Only lines with the word "snowboard" belong in the answer; copy them from the records below.

.....

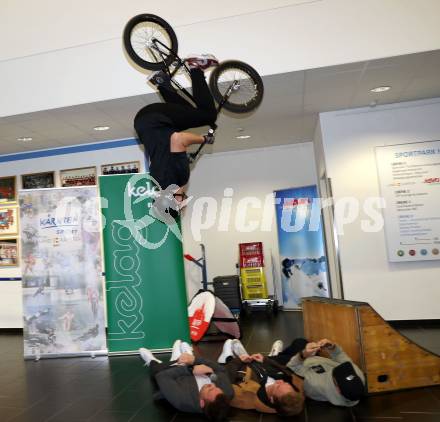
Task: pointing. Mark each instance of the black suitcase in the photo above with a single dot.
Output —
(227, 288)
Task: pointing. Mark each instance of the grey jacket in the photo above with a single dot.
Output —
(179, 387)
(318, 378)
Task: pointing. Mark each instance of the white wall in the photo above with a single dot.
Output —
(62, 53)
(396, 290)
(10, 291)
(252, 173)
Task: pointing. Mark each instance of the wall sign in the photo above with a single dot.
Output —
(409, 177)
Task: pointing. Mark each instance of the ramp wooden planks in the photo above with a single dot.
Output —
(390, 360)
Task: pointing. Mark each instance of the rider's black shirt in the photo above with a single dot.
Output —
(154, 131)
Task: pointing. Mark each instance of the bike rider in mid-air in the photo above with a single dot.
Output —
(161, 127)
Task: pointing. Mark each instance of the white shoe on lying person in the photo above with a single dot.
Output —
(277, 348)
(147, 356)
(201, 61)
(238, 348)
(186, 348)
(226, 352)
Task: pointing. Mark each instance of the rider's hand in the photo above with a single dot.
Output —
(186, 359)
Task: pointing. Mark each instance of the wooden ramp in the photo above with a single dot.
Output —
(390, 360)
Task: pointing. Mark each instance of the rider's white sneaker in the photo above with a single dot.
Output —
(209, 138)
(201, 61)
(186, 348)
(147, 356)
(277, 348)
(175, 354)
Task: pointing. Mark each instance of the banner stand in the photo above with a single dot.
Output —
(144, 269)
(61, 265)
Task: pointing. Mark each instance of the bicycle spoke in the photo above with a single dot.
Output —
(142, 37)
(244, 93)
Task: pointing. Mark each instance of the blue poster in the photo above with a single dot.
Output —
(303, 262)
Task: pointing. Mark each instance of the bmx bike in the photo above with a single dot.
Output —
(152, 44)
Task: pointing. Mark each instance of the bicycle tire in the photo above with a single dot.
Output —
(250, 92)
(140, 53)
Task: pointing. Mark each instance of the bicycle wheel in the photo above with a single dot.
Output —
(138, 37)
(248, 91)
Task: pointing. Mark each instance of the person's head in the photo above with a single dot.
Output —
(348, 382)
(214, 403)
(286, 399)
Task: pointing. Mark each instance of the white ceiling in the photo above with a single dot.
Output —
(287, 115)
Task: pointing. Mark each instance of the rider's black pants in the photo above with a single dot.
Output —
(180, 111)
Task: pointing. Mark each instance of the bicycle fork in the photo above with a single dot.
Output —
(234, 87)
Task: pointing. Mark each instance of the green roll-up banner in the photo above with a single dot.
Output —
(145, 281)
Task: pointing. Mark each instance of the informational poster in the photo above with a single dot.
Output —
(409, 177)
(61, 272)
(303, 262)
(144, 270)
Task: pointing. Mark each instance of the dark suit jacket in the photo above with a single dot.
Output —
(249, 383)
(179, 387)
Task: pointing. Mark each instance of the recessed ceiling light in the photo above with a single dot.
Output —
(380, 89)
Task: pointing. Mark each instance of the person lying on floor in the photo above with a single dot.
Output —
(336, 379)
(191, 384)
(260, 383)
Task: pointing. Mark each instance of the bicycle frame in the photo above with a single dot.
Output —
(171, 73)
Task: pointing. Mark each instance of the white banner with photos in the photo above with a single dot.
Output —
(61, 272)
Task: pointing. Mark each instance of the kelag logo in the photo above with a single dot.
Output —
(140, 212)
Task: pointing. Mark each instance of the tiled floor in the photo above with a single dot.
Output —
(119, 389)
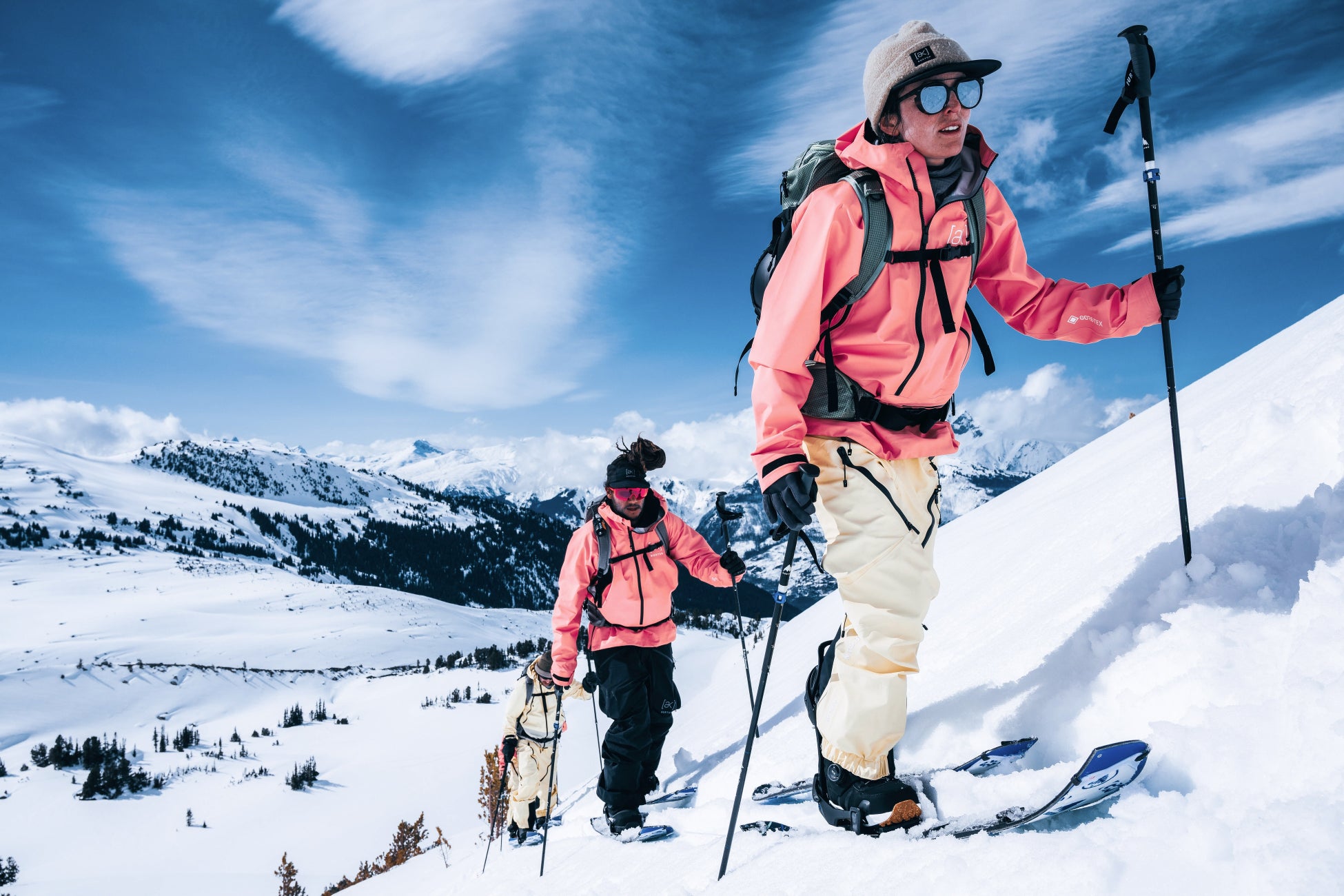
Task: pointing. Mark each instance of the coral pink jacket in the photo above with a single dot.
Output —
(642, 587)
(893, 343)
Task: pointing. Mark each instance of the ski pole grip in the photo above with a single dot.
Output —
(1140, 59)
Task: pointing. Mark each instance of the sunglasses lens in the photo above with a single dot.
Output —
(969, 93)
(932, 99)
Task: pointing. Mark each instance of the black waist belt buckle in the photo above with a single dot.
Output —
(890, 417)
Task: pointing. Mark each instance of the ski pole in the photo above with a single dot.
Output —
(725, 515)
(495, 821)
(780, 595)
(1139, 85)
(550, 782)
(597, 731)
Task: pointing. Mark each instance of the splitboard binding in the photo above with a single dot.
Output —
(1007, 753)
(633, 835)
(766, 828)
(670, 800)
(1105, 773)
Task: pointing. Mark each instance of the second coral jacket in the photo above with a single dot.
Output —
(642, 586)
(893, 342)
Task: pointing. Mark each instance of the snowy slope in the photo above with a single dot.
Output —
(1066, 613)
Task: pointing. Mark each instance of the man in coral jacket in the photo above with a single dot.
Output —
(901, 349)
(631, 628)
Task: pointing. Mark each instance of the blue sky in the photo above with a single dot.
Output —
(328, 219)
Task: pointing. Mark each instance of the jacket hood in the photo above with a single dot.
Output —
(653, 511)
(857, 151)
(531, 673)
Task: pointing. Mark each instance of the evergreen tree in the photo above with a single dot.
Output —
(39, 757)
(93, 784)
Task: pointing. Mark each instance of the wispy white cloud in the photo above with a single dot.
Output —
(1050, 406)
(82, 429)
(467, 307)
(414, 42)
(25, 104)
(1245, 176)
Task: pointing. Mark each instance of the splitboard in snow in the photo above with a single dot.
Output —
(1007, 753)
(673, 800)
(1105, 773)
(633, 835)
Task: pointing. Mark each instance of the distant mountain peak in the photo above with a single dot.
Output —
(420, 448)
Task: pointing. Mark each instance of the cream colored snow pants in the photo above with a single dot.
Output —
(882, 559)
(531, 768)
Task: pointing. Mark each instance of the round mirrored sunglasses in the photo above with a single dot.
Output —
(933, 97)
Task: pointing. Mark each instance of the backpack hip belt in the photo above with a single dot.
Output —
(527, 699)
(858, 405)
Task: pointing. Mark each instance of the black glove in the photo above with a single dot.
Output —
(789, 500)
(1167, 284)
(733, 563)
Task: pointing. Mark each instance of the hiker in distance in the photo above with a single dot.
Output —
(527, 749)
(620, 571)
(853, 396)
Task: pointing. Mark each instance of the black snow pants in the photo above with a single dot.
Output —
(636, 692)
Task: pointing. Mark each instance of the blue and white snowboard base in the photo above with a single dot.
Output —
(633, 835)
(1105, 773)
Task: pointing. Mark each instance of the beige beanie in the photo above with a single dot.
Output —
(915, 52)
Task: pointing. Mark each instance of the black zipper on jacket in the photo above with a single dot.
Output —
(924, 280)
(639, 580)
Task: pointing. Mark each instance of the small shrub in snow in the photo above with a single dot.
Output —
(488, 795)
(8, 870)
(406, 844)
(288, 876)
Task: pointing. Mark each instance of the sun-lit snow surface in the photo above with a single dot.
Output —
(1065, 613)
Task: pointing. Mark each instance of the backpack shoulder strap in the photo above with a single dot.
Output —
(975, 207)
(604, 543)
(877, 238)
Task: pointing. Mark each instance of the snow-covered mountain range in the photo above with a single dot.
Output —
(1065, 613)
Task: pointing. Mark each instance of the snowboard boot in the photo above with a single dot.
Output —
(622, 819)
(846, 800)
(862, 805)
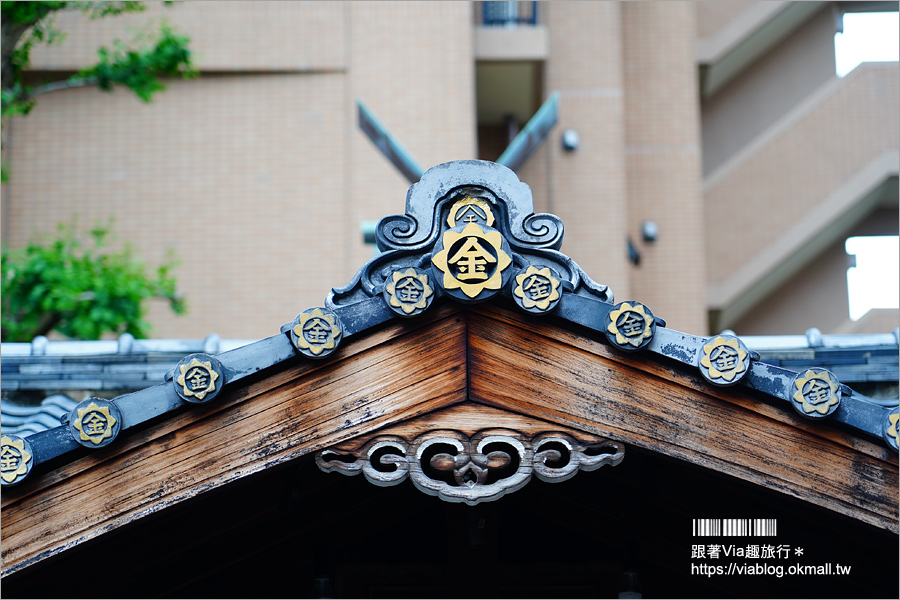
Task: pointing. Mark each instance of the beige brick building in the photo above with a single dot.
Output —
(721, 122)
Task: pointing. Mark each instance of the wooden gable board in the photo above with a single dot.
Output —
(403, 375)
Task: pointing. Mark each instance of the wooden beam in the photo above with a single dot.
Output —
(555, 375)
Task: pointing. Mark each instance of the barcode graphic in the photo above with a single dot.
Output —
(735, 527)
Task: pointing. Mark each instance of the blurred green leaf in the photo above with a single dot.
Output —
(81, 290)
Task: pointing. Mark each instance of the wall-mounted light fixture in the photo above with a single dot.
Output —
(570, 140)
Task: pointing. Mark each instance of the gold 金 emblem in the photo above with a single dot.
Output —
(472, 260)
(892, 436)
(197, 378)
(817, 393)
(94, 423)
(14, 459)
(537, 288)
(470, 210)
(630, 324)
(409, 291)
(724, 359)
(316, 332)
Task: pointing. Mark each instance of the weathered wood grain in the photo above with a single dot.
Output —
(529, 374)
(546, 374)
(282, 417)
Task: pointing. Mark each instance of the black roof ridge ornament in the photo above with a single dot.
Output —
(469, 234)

.....

• _Result of the task_:
Task: pointing. Mark each instance of the blue and white snowboard base in the photo above with a single dot.
Task: pointing. Mark each instance of the snowboard boot in the photo above with a single dot.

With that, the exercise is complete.